• YOUR ASSIGNMENT:
Return the part of the X-Men article below from "In the X-Men" to "threat to humans.", copied word for word.

DOCUMENT EXCERPT below:

Marvel fans far and wide are excited about the theatrical release of Dr. Strange in the Multiverse of Madness, which introduced X-Men franchise fan favorite Professor X to the Marvel Cinematic Universe.
In the X-Men films, Professor X is a respected telepath who leads the mutants (humans with gene mutations that give them powers). The U.S. government—specifically, the administrative state—is constantly oppressing the mutants for having “superpowers” that make them both different and a threat to humans.
The administrative state portrayed in the films is, of course, far more abusive than in our real-life government, as is evidenced by the large-scale acts of violence these bureaucratic agencies commit against the mutant population. Perhaps the most horrifying example of the administrative state oppressing the mutants comes from the film X2: X-Men United.
Colonel William Stryker is a military leader who believes mutants are a threat to the country. (“I am not a monster,” Stryker explains in a later sequel. “I’m simply a patriot.”)
In X2, Stryker stages an attack on the president in order to convince the president to give him expanded power. He then uses that power to launch an investigation into Professor X’s mansion.
Ultimately, in his desperate campaign to eradicate the entire mutant population, Stryker becomes violent and completely oversteps the authority the president granted him. While this is an extreme example of state abuse, there’s a reason that shadowy government experts make such great comic book villains. In the real world, the administrative state does harm individual rights when it exceeds its authority—as it often tries to do.

End of DOCUMENT EXCERPT.
PROVIDED DATA below:

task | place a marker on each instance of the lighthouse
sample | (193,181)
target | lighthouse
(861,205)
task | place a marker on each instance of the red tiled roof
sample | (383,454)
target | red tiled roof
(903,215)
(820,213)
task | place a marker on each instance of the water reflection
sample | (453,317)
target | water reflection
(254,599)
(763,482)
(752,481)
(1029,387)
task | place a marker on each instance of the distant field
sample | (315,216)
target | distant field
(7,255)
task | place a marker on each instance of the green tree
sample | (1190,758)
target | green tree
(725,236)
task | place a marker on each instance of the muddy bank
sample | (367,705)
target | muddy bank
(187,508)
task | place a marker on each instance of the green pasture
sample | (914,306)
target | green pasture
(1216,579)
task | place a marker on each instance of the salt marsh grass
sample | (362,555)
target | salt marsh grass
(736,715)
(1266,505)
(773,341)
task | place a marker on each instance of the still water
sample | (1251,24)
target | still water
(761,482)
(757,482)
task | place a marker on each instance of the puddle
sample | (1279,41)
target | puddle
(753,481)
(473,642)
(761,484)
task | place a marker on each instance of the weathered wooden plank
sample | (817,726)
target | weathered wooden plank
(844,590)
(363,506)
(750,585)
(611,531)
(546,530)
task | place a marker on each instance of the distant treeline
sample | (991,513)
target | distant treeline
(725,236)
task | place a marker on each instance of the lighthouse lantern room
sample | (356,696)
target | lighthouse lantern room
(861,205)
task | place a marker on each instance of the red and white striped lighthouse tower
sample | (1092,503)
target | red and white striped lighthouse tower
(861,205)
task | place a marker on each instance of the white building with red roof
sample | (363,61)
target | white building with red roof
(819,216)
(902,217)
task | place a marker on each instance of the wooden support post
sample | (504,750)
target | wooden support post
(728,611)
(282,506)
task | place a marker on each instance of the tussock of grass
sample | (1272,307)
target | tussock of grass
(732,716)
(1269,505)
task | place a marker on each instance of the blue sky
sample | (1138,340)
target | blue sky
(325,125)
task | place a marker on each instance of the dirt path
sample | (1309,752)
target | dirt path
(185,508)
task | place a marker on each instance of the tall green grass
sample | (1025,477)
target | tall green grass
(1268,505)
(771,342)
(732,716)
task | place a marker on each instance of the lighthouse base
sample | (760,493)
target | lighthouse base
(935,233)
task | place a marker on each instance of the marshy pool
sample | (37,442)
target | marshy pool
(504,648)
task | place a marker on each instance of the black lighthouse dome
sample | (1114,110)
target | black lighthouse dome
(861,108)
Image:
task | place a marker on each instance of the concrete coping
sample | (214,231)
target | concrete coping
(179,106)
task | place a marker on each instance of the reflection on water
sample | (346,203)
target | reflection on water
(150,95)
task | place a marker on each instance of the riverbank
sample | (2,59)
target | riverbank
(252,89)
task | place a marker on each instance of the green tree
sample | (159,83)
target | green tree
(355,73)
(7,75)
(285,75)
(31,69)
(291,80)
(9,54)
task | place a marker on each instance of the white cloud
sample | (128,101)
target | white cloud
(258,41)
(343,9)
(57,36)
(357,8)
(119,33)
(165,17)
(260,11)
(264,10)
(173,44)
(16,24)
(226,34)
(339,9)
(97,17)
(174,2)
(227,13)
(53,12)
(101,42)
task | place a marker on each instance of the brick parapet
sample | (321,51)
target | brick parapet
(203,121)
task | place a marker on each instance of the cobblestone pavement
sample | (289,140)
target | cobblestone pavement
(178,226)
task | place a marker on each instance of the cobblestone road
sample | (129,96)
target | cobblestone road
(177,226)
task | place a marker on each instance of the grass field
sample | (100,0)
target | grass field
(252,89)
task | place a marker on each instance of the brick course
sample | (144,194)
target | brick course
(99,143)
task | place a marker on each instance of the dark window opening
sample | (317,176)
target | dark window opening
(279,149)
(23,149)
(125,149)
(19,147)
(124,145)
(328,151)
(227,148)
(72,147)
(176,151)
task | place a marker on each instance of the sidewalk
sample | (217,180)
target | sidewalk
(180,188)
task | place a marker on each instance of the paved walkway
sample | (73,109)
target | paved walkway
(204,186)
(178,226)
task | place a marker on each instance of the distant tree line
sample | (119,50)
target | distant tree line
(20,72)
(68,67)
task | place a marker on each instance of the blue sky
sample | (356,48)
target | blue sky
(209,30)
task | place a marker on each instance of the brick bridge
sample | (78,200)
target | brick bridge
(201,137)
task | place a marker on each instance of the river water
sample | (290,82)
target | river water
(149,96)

End of PROVIDED DATA.

• RESPONSE AREA:
In the X-Men films, Professor X is a respected telepath who leads the mutants (humans with gene mutations that give them powers). The U.S. government—specifically, the administrative state—is constantly oppressing the mutants for having “superpowers” that make them both different and a threat to humans.